DATA FOR ANALYSIS:
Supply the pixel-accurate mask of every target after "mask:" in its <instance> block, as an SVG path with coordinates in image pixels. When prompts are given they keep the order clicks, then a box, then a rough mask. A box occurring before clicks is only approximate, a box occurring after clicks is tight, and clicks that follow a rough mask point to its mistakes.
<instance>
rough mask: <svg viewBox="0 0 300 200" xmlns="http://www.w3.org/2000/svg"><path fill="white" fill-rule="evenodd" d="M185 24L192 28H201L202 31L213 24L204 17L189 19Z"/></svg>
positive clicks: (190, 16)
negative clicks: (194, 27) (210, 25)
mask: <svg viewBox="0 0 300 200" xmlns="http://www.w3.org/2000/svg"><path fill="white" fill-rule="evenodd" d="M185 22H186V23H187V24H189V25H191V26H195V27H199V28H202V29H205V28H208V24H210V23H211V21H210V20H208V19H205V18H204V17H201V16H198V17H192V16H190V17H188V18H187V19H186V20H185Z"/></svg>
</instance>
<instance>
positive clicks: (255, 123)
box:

ACTIVITY:
Please set down every line of the items above again, with no change to any character.

SOLUTION TO THE EXERCISE:
Supply the pixel-accurate mask of every target after "mask:" in its <instance> block, as an SVG path with coordinates in image pixels. When prompts are given they keep the order clicks, then a box, then a rough mask. A box occurring before clicks is only approximate, a box occurring after clicks is tight, and clicks that follow a rough mask point to its mistakes.
<instance>
rough mask: <svg viewBox="0 0 300 200" xmlns="http://www.w3.org/2000/svg"><path fill="white" fill-rule="evenodd" d="M185 24L192 28H201L202 31L213 24L204 17L189 19Z"/></svg>
positive clicks: (190, 16)
negative clicks: (194, 27) (210, 25)
mask: <svg viewBox="0 0 300 200" xmlns="http://www.w3.org/2000/svg"><path fill="white" fill-rule="evenodd" d="M185 22H186V23H187V24H189V25H191V26H195V27H199V28H202V29H205V28H208V24H210V23H211V21H210V20H208V19H205V18H204V17H201V16H198V17H192V16H190V17H188V18H187V19H186V20H185Z"/></svg>
</instance>
<instance>
positive clicks: (255, 123)
box:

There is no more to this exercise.